Instructions to follow
Reproduce the records below word for word, keeping every line in its original order.

————————

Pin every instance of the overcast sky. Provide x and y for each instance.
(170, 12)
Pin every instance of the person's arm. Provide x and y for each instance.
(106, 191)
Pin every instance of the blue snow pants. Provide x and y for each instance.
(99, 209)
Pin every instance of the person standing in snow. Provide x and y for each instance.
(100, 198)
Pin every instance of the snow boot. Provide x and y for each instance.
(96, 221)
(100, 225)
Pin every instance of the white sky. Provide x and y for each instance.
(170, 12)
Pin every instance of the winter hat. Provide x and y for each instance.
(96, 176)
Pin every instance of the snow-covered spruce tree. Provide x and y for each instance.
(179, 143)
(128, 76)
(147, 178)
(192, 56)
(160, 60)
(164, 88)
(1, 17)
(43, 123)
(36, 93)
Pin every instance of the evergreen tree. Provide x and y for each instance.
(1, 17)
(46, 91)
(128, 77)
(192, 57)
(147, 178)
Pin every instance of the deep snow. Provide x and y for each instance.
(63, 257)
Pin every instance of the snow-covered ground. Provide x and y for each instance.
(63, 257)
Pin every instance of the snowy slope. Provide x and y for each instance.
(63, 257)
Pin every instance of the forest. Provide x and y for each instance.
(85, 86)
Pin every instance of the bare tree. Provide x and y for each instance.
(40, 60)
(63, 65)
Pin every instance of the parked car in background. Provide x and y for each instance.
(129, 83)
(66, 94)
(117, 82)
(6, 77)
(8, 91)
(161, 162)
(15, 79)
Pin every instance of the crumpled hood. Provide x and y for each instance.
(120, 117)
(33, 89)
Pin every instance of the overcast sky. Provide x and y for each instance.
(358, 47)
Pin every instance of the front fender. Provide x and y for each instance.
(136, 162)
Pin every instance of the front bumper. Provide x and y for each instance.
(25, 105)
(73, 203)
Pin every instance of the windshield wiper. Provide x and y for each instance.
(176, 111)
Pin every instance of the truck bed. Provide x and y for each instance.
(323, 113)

————————

Result of the task
Pin every instance of the overcast sky. Provide x and y for each instance.
(170, 12)
Pin every instance of the person's arm. Provide x and y for each instance.
(106, 191)
Pin every instance of the blue snow pants. Provide x and y for each instance.
(99, 209)
Pin every instance of the person standing in snow. Provide x and y for each instance.
(100, 198)
Pin every instance of the snow boot. Provide x and y for each instance.
(96, 221)
(100, 225)
Pin every instance of the white sky. Provide x and y for each instance.
(170, 12)
Pin every instance of the winter hat. Provide x and y for each instance.
(96, 176)
Pin every instance of the snow-covered spruce tree. Provide x and y for each instance.
(179, 143)
(128, 76)
(147, 178)
(192, 56)
(160, 60)
(164, 88)
(1, 17)
(43, 123)
(36, 93)
Pin every instance of the evergreen tree. Provide x and y for each instance.
(1, 17)
(46, 91)
(128, 77)
(192, 57)
(147, 178)
Pin every instance of the deep snow. Provide x and y for each instance.
(63, 257)
Pin every instance of the snow-covered ground. Provide x and y for each instance.
(63, 257)
Pin every instance of the snowy slope. Provide x and y for each instance.
(63, 257)
Pin every instance of the forest. Provide x and y for each instance.
(85, 86)
Pin every instance of the bare tree. Provide x and y for each instance.
(40, 60)
(63, 65)
Pin every instance of the parked car in background. Provide x and y for each instance.
(129, 83)
(66, 94)
(117, 82)
(6, 77)
(8, 91)
(161, 162)
(15, 79)
Pin every instance of the crumpled hood. Provide x and y for each instance.
(120, 117)
(33, 89)
Pin every instance of the overcast sky. Provide x and y for each instance.
(358, 47)
Pin every instance of the front fender. Provide x and y for each instance.
(136, 162)
Pin every instance of the front bumper. Provide x and y for each instance.
(25, 105)
(73, 203)
Pin every instance of the windshield wiper. Provide x and y for each instance.
(176, 111)
Pin every instance of the truck bed. Provide x and y for each instance.
(323, 113)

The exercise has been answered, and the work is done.